◆ **The input**:
☆ ☆ ☆ ☆
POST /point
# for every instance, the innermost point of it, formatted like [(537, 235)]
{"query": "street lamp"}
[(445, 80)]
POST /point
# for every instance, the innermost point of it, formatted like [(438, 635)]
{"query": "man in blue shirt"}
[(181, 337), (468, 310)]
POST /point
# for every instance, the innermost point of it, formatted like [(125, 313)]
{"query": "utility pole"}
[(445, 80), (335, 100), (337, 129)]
☆ ☆ ☆ ☆
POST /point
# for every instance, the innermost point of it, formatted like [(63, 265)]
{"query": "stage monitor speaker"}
☆ ☆ ☆ ☆
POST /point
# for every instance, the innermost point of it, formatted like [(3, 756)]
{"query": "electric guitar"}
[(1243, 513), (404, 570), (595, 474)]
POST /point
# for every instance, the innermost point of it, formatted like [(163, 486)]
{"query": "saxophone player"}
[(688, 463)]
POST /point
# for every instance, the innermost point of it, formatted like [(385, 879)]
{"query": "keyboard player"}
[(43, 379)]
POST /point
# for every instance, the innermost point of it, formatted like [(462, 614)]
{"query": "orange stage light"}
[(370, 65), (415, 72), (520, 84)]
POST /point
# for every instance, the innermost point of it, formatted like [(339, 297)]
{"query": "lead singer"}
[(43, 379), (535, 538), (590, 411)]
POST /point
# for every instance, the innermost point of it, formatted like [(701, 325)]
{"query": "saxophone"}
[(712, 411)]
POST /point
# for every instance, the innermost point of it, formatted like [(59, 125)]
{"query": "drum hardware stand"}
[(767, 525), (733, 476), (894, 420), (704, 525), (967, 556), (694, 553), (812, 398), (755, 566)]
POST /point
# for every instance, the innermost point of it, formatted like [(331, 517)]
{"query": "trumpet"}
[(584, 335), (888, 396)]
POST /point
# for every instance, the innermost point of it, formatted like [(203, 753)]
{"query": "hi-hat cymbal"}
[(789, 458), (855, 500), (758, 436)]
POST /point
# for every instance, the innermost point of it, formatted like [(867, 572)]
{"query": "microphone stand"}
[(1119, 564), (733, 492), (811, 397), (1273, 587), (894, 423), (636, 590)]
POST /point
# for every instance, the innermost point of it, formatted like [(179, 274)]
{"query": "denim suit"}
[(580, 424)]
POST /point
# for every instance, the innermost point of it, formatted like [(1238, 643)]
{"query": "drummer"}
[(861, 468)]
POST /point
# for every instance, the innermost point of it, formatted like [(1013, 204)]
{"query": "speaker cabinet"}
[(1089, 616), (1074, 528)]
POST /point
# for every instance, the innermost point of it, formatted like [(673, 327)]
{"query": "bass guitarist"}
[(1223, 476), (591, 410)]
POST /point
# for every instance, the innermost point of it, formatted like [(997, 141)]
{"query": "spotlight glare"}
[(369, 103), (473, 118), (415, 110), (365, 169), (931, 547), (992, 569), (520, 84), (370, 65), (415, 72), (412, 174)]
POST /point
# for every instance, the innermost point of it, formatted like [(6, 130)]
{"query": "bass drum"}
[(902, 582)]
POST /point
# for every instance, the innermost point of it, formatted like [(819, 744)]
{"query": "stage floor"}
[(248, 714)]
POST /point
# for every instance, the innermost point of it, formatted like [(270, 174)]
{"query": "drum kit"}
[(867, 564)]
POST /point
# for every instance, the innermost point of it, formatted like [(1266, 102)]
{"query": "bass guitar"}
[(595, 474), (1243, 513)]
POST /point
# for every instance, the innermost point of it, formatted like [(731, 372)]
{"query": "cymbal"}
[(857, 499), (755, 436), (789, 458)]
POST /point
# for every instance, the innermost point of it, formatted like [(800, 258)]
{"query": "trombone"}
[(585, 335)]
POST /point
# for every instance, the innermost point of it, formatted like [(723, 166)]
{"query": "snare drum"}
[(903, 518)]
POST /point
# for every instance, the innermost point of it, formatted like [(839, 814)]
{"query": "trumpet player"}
☆ ☆ ☆ ☆
◆ **The task**: Write down again, exactly as given, only the lines above that fall from the line with "like [(3, 756)]" to the line with "like [(867, 572)]", inclusive.

◆ **The answer**:
# for every instance, the innermost point of it, formatted like [(3, 756)]
{"query": "electric guitar"}
[(1243, 513), (404, 570), (595, 474)]
POST /point
# for every instance, the innermost point of it, formatted like [(163, 486)]
{"query": "saxophone player"}
[(688, 463)]
POST /point
# for every instance, the innermost point of it, formatted like [(385, 879)]
{"query": "keyboard player"}
[(43, 379)]
POST /point
# for every instance, the innermost point of it, formatted like [(462, 614)]
{"query": "orange stage light"}
[(370, 65), (415, 72), (520, 84)]
POST /point
# for every instance, the innermost point of it, formatted like [(339, 297)]
{"query": "lead singer"}
[(43, 379), (535, 538), (590, 411)]
POST /point
# for every instance, the innermost point of it, formatted like [(701, 325)]
{"query": "saxophone"}
[(712, 411)]
POST /point
# for every instance, the innermost point of it, formatted like [(59, 125)]
{"query": "drum hardware stand"}
[(767, 525), (733, 476), (894, 420), (704, 525), (967, 556), (694, 553), (812, 398), (755, 566)]
POST /point
# for every instance, the innermost point of it, formatted like [(331, 517)]
{"query": "trumpet"}
[(584, 335), (888, 396)]
POST /point
# for every instance, the innermost point of it, formatted like [(203, 753)]
{"query": "hi-hat cymbal"}
[(789, 458), (855, 500), (758, 436)]
POST /point
# for every instance, the innermost point of it, formatted like [(867, 572)]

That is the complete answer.